● ABOUT THIS EXERCISE
Set the whole listing down again exactly as written.

--- EXERCISE INPUTS Enclosed Below ---

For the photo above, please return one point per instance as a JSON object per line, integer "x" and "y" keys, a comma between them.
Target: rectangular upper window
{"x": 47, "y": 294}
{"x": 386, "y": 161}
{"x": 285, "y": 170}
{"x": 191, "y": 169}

--- End of Enclosed EXERCISE INPUTS ---

● YOUR RESPONSE
For the photo above, please return one point per instance as a JSON object per line, integer "x" and "y" keys, a comma between them.
Target: rectangular upper window
{"x": 47, "y": 294}
{"x": 386, "y": 161}
{"x": 285, "y": 170}
{"x": 191, "y": 169}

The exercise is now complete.